» **ВЫБРАННЫЙ ОТРЫВОК**
═══
Проза тридцатилетних: почему все о ней говорят и кого читать
Книжное сообщество обсуждает «прозу тридцатилетних» уже который год: о ней спорят, ее ругают, ей восхищаются, с ней связывают стереотипы «поколения снежинок», а о некоторых ее представителях пишут диссертации и научные статьи. Но рамки направления до сих пор остаются размытыми, а многие читатели, далекие от современного литературного процесса, и вовсе не в курсе существования этого тренда.
Ксения Грициенко, литературный критик
Строго говоря, термин «прозы тридцатилетних» довольно условный: не все тридцатилетние пишут о родственных вещах и не всем, кто пишет сходную современную прозу, около тридцати. К тому же, время не стоит на месте, и через несколько лет тридцатилетними станут двадцатилетние, поэтому более корректно называть эту прозу «миллениальской» — то есть написанной теми, кто родился в промежуток между 1981 и 1996 годами. Существование самого феномена — вопрос дискуссионный, особенно учитывая, что приглашение к разговору о миллениальской прозе часто исходит из необходимости презентовать на одном мероприятии сразу несколько книг молодых авторов.
Может быть, современная проза просто помолодела?Вряд ли. Дебют в ранние 30 — скорее норма, чем исключение. И если смотреть на предыдущие поколения, что Виктор Пелевин, что Владимир Сорокин стали активно публиковаться именно в этом возрасте. Правда, сам Пелевин всячески отрекался от деления литературы на поколения — мол, так можно писателей и по весу делить. Получается, что поколений нет, но феномен есть, ведь цикличность литературного процесса не меняется.
Как только зажигаются новые звезды — любить и ругать их начинают за одно и то же, какими бы разными они ни казались.
Точно заметно одно: современные молодые писатели стали более видимыми, словно их сейчас больше, чем десять или даже пять лет назад — и это действительно так.
По данным рейтинга топ-50 Российского книжного союза, за первое полугодие 2024 года доля отечественных авторов выросла по сравнению с прошлым годом с 28% до 40%, и на это есть несколько причин.
- Во-первых, литература понемногу выходит из категории элитарного искусства и становится более открытой, книги стремятся в область поп-культурных явлений.
- Во-вторых, сказывается общий тренд на вынужденное импортозамещение — издателю гораздо выгоднее инвестировать в русскоязычного автора, чем в зарубежного.
- В-третьих, накладывается и общекультурная тенденция значимости каждого голоса, любое высказывание считается ценным — автор все реже стоит перед проблемой валидности своего мнения и опыта, а значит, все легче обретает смелость на текст.
═══
» **ИСХОДНЫЕ ЗАПИСИ**
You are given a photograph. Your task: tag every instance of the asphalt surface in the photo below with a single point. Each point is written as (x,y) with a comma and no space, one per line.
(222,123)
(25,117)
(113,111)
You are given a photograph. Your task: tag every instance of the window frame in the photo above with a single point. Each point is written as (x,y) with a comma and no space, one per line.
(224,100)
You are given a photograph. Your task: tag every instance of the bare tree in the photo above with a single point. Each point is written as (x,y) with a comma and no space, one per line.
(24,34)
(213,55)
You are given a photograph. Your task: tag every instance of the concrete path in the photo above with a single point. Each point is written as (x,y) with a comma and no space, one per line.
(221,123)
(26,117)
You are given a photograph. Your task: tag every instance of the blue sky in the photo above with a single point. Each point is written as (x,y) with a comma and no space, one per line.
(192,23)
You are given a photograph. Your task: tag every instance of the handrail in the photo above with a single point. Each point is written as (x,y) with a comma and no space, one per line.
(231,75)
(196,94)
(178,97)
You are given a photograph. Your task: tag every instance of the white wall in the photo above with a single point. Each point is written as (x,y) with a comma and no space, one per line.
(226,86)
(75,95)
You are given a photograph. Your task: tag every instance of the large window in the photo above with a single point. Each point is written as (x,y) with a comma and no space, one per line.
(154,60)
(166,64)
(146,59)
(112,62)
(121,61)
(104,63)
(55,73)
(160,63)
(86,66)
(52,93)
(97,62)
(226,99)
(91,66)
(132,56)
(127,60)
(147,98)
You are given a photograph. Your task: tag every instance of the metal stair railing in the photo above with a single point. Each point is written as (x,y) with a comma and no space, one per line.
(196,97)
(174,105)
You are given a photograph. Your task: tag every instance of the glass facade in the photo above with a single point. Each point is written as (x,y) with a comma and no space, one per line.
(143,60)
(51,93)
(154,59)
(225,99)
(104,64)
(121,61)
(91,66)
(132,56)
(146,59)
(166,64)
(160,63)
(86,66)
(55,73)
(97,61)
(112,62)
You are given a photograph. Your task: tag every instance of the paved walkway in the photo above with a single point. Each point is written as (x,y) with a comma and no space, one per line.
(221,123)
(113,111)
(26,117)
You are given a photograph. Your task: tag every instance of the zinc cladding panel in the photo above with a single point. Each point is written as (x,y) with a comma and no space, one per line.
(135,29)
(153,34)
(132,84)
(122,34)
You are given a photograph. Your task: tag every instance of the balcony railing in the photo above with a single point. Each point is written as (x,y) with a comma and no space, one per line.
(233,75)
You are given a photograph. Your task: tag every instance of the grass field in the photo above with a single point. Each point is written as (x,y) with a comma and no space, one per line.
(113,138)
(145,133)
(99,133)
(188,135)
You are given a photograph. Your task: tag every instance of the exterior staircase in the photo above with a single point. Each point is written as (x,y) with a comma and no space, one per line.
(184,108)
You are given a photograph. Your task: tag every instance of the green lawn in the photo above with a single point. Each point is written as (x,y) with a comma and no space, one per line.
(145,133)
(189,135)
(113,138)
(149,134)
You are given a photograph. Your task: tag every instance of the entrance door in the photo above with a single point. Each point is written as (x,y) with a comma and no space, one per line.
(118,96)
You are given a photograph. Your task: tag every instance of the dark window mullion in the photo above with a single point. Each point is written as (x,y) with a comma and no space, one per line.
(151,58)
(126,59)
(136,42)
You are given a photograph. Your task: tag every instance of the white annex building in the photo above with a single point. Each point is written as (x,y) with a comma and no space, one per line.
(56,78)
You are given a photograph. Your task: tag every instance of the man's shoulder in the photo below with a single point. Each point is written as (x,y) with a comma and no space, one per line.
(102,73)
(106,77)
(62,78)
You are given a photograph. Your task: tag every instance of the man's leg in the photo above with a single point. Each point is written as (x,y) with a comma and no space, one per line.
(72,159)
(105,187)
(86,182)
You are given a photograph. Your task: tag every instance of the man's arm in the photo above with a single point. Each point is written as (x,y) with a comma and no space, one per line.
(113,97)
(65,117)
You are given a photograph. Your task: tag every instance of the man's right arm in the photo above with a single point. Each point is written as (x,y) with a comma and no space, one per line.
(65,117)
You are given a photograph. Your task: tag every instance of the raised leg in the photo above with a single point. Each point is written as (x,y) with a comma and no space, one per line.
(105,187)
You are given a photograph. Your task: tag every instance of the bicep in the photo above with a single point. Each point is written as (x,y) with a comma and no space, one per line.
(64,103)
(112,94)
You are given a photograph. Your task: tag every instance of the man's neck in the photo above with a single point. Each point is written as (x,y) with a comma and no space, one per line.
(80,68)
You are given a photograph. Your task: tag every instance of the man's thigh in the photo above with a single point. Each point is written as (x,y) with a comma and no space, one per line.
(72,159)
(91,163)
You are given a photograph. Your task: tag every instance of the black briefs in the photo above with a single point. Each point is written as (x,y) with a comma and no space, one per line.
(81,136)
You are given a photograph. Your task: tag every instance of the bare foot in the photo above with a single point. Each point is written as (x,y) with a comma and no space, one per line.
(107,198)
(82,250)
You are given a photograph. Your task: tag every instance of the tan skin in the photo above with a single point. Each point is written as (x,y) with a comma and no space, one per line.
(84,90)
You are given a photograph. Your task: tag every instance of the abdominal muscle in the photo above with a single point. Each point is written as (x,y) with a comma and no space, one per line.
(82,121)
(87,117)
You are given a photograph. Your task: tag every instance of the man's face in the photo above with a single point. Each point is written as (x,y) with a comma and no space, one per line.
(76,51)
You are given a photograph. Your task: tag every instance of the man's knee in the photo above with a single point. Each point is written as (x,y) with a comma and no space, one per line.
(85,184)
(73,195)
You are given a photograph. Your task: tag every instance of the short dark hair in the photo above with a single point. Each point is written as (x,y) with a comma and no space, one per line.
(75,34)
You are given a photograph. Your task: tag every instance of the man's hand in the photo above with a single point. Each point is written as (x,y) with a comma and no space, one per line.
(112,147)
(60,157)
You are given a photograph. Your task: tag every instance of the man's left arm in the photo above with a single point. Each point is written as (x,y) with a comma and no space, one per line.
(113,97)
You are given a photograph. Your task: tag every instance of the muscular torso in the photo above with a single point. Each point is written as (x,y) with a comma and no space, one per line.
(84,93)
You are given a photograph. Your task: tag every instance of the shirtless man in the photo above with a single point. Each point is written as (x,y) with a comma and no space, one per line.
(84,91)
═══
» **ЗАДАНИЯ**
• a. Перечислите все причины, по которым выросла доля отечественных авторов, согласно тексту о прозе тридцатилетних.
• b. Повторите слово в слово кусок текста о прозе тридцатилетних: начните с места, где стоят слова «Как только зажигаются», и остановитесь после слов «чем в зарубежного.».
• c. Допишите следующую часть текста о прозе тридцатилетних, продолжив его с того места, где он заканчивается.

» **ОТВЕТЫ К ЗАДАНИЯМ**
• a.
1. Литература понемногу выходит из категории элитарного искусства и становится более открытой, а книги стремятся в область поп-культурных явлений.
2. Сказывается общий тренд на вынужденное импортозамещение: издателю гораздо выгоднее инвестировать в русскоязычного автора, чем в зарубежного.
3. Накладывается общекультурная тенденция значимости каждого голоса: любое высказывание считается ценным, автор все реже стоит перед проблемой валидности своего мнения и опыта и все легче обретает смелость на текст.

• b.
Как только зажигаются новые звезды — любить и ругать их начинают за одно и то же, какими бы разными они ни казались.
Точно заметно одно: современные молодые писатели стали более видимыми, словно их сейчас больше, чем десять или даже пять лет назад — и это действительно так.
По данным рейтинга топ-50 Российского книжного союза, за первое полугодие 2024 года доля отечественных авторов выросла по сравнению с прошлым годом с 28% до 40%, и на это есть несколько причин.
- Во-первых, литература понемногу выходит из категории элитарного искусства и становится более открытой, книги стремятся в область поп-культурных явлений.
- Во-вторых, сказывается общий тренд на вынужденное импортозамещение — издателю гораздо выгоднее инвестировать в русскоязычного автора, чем в зарубежного.

• c.
Все миллениальские тексты счастливы и несчастливы по-своему: в них есть и объединяющее, и разъединяющее. Это и классические романы, и автофикшн, и экспериментальная проза. Как сказала в одном интервью писательница Екатерина Манойло («Отец смотрит на Запад», «Ветер уносит мертвые листья»), тоже представительница «прозы тридцатилетних»: «Пусть это не хор, но в этих голосах все же угадываются общие ноты».
ТравмаЧаще всего разговоры о «прозе тридцатилетних» идут плечом к плечу с разговорами о теме травмы в литературе: как так получилось, что все выросли и одновременно обнаружили себя травмированными? Ответ довольно простой: психотерапия. Поколение условных миллениалов — первое, которое приняло психотерапию как общую практику, и это не могло не отразиться на текстах. Герои современной прозы почти всегда раненые и рефлексирующие, автор же эти раны то латает, то препарирует — письмо само по себе может стать видом терапии, способом преодоления травмы.
В фокусе может быть не столько эмоциональное потрясение, сколько, например, физическая болезнь, ее спровоцировавшая. Например, в «Хорее» Марины Кочан героиня осмысляет опыт материнства и свои отношения с родителями через страх унаследовать генетическое заболевание, а Егана Джаббарова в книге «Руки женщин моей семьи были не для письма» через описание неврологического заболевания исследует память и национальную идентичность.
Большинство травм берут начало из детства. В какой-то момент в интернете случилось одно коллективное осознание: если человек в детстве был лишен безусловной родительской любви, всю взрослую жизнь он будет пытаться заполнить эту пустоту зависимостями, деструктивным поведением или нездоровыми отношениями. Так, роман «Мама, я съела слона» Дарьи Месроповой делится на две части, посвященные подросткам-шахматисткам. Одна девочка росла во внешне благополучной, но равнодушной семье, другая — подвергалась насилию со стороны отца. У них совершенно разный опыт, но отсутствие родительской любви привело их к схожим надломам, которые вряд ли срастутся быстро.
Современная проза меняется не только в глубину, но и в ширину: она децентрализируется и все чаще выходит за пределы Москвы и Санкт-Петербурга, наделяя голосом и Коммунар-на-Волге («Наблюдатель» Артема Сошникова), и Алтайский край («Семь способов засолки душ» Веры Богдановой). Точки на литературной карте России множатся, вместе с расширением границ появился и отчетливый тренд на деколониальность (практика преодоления культурных барьеров и европоцентристских стереотипов). Причем о других национальностях говорят в совершенно разных формах: и через серьезный феминистский автофикшн («Руки женщин моей семьи были не для письма» Еганы Джаббаровой), и через динамичную повесть о взрослении («Типа я» Ислама Ханипаева).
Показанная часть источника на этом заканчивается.